#### TASK REQUIREMENTS:
From the first line of the data through the line containing "TARGET = green leaf", return each line exactly.

BEGIN DATA FOR REVIEW

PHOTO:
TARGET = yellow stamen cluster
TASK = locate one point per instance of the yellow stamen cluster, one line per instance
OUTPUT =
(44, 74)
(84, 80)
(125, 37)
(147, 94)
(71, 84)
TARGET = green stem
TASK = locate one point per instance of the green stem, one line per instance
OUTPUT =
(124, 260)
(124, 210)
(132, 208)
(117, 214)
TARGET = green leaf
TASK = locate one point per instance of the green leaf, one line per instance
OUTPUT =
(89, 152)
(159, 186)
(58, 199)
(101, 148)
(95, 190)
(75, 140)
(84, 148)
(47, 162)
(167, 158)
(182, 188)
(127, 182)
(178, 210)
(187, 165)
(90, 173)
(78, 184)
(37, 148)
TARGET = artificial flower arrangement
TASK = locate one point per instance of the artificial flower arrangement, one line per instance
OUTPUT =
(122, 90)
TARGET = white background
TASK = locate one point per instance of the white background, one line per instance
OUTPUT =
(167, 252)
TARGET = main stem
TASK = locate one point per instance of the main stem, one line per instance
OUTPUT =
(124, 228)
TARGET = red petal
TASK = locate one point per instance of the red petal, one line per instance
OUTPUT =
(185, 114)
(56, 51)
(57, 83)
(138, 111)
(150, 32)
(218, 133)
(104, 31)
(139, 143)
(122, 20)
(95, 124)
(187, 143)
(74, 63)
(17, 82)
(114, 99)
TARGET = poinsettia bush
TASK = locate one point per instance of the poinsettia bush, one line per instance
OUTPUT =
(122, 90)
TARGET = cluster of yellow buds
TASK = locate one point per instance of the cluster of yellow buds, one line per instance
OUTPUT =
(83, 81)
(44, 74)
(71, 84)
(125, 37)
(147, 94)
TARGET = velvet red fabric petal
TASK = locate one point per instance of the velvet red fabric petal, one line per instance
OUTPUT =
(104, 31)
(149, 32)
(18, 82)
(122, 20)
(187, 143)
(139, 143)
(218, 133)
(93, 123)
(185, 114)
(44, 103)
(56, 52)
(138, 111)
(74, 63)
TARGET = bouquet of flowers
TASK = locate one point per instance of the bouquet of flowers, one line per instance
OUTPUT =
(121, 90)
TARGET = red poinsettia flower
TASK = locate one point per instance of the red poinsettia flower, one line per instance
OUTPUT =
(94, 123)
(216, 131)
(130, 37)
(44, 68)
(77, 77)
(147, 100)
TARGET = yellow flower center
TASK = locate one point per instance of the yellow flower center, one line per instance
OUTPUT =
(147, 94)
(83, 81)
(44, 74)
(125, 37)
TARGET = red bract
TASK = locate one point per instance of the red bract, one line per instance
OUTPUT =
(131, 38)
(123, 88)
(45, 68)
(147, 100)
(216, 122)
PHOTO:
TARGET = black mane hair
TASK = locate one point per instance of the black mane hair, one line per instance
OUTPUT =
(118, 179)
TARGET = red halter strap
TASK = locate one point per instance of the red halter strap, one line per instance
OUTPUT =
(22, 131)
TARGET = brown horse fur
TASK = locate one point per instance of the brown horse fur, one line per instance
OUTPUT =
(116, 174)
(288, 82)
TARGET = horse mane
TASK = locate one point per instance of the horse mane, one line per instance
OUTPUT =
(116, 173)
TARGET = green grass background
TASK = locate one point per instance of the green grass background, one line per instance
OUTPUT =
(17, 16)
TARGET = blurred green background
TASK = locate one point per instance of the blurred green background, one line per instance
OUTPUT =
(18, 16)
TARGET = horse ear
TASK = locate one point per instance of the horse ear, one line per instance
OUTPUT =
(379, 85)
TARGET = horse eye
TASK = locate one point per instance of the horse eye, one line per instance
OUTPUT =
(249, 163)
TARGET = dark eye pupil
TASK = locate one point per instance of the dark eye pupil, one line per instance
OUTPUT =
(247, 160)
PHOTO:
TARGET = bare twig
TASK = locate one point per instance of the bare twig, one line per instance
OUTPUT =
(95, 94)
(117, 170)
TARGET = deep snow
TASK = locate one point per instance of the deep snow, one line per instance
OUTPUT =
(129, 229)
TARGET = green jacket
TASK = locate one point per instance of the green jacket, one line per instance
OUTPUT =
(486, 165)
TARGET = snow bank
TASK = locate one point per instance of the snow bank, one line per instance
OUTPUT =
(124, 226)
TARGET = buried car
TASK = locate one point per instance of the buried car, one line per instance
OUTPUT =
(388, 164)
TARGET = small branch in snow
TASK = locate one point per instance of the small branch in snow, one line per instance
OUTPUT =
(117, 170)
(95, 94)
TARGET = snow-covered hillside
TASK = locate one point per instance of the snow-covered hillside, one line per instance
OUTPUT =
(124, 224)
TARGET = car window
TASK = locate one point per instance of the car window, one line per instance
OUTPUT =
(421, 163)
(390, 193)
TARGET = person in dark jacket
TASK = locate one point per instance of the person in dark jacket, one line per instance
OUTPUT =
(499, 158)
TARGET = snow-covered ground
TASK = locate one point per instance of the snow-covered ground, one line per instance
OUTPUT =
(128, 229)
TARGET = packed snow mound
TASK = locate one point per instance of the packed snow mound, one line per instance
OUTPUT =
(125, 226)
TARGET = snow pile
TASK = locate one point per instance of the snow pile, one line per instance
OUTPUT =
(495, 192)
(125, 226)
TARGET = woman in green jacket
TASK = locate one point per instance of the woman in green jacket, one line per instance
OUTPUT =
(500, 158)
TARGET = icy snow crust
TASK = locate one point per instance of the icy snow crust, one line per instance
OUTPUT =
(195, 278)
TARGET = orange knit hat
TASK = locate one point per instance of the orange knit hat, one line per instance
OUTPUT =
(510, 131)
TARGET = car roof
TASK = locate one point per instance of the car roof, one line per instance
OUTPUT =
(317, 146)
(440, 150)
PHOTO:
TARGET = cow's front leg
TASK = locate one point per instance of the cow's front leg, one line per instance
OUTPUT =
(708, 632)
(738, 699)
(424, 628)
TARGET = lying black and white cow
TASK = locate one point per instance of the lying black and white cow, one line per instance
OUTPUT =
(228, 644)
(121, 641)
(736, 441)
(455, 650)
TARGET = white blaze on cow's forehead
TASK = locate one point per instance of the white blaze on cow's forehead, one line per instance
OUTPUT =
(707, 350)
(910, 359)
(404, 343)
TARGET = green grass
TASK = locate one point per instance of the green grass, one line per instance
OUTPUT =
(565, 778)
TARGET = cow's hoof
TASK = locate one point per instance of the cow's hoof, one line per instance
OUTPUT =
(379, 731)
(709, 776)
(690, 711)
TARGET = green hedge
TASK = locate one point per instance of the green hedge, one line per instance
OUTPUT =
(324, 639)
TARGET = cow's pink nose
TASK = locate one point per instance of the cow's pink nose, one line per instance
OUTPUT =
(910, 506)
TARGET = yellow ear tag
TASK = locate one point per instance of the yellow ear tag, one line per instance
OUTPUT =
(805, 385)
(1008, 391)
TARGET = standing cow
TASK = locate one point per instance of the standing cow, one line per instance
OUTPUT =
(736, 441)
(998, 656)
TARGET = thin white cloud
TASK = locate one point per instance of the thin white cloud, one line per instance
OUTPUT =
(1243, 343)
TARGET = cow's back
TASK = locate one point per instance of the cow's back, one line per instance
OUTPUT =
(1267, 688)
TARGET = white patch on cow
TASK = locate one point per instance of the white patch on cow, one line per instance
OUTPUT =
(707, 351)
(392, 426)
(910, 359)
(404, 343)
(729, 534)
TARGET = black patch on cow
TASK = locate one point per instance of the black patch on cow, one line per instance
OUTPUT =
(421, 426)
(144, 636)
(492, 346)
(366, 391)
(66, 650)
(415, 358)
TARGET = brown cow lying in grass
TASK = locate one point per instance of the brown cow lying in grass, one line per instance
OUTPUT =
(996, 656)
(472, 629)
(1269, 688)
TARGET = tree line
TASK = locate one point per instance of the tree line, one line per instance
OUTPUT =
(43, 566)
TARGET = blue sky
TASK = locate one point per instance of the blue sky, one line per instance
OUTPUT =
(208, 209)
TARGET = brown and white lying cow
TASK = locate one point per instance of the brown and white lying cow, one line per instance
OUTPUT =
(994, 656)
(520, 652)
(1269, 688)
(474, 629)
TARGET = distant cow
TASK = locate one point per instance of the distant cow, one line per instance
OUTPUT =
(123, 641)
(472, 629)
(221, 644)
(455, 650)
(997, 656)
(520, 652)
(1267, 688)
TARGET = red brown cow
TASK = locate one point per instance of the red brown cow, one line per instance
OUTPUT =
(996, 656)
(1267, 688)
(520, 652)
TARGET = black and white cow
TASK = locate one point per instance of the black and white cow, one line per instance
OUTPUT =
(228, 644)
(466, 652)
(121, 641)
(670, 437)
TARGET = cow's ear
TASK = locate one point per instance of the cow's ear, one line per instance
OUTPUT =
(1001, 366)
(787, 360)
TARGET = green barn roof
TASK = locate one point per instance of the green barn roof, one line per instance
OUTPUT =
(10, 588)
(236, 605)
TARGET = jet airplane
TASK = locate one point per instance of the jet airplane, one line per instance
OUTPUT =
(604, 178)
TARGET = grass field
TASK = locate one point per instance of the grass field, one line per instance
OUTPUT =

END DATA FOR REVIEW

#### ANSWER:
PHOTO:
TARGET = yellow stamen cluster
TASK = locate one point per instance of the yellow stamen cluster, one line per instance
OUTPUT =
(44, 74)
(84, 80)
(125, 37)
(147, 94)
(71, 84)
TARGET = green stem
TASK = locate one point per instance of the green stem, one line per instance
OUTPUT =
(124, 260)
(124, 210)
(132, 208)
(117, 214)
TARGET = green leaf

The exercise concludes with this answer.